FRAGMENTO DEL DOCUMENTO:
La doctrina de la Iglesia está fijada con bastante claridad por S. Agustín, que establece las condiciones necesarias para la licitud de la g.: justa causa y declaración de la autoridad competente, a la vez que señala un conjunto de precauciones (evitar la crueldad, la codicia, etc.) que deben tenerse en cuenta en su desarrollo (Contra Faust. L.5: ML 42,447). Sobre este esquema agustiniano trabajan S. Tomás, que expone la doctrina en forma sistemática, y particularmente los teólogos del s. XVI, sobre todo Vitoria y Suárez, que la desarrollan en un cuerpo orgánico de doctrina que ha permanecido casi inmutable hasta hoy, si bien las enseñanzas de los últimos pontífices obligan a reconsiderar el tema de la g., pues, como dice Pío XII, «la teoría de la g. como medio apto y proporcionado para resolver los conflictos internacionales está ya sobrepasada» (Radiomensaje de Navidad 1944; cfr. Juan XXIII, Pacem in terris, n° 291; GS 80).

Son principios fundamentales de esta doctrina tradicional:1) La g. debe ser juzgada según su relación a la justicia, o sea, es buena o mala según los fines que 'con ella se trata de conseguir. Por tanto: a) es lícita, si se ordena a defenderse de una agresión injusta (g. defensiva); b) asimismo puede ser lícita, cuando se intenta la reivindicación de un derecho proporcionado gravemente lesionado o la reparación de un daño grave injustamente inferido. Ningún otro motivo puede justificar moralmente una g. ofensiva.

ENUNCIADO: Prosigue el fragmento sobre la doctrina de la Iglesia acerca de la guerra a partir del punto en que termina. Las filas no guardan relación con el fragmento sobre la doctrina de la Iglesia acerca de la guerra.

FILAS DE DATOS:
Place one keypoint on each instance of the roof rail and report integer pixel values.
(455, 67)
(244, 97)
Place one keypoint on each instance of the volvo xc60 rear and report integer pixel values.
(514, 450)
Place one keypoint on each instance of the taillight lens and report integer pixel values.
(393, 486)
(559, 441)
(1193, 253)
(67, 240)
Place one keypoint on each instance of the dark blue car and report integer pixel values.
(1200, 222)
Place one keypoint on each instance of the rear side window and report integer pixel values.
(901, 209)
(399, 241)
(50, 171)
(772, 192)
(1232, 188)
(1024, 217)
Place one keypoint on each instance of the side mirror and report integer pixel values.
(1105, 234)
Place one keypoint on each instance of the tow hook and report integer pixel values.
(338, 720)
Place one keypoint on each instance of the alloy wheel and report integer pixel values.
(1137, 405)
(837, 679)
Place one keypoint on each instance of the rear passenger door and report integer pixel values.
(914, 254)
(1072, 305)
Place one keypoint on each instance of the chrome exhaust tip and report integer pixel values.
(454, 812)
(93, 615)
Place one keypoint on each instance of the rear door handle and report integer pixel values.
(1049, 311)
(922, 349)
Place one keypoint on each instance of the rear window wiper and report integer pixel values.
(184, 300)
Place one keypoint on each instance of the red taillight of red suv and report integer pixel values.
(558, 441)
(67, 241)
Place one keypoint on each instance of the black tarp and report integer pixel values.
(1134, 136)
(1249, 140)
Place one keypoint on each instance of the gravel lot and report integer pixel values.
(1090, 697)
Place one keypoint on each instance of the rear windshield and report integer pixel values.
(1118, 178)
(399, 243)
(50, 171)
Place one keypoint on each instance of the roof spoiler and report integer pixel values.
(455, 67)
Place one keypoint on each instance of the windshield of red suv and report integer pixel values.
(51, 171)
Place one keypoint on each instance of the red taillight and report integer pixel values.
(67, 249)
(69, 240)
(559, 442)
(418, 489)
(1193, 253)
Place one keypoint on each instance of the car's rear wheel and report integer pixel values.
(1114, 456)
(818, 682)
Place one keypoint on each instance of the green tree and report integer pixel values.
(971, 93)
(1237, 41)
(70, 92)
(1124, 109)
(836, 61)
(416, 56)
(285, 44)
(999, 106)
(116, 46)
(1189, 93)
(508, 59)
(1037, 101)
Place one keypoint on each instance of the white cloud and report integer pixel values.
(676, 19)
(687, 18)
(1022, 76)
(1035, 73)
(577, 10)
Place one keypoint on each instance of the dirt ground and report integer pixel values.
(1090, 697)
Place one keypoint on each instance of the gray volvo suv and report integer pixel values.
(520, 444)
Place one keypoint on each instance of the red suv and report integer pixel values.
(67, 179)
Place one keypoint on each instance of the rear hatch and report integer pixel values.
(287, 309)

RESPUESTA AL EJERCICIO:
2) Para cualquier caso, la injusticia ha de ser cierta; y antes de la declaración de g., han de haberse agotado todos los medios pacíficos posibles de solucionar el conflicto.

3) Si se prevee, con suficiente certeza, que los males que se seguirán de la g. son de tal calibre que no los compensará el bien que se pretende, en el supuesto de que vaya todo bien para el beligerante víctima de la injusticia, la g. no puede justificarse.

4) Finalmente, la g. debe llevarse a cabo con humanidad, respetando las normas del derecho internacional, en cuanto a objetivos netamente militares, trato de prisioneros, prohibición de cierta clase de armas, etc.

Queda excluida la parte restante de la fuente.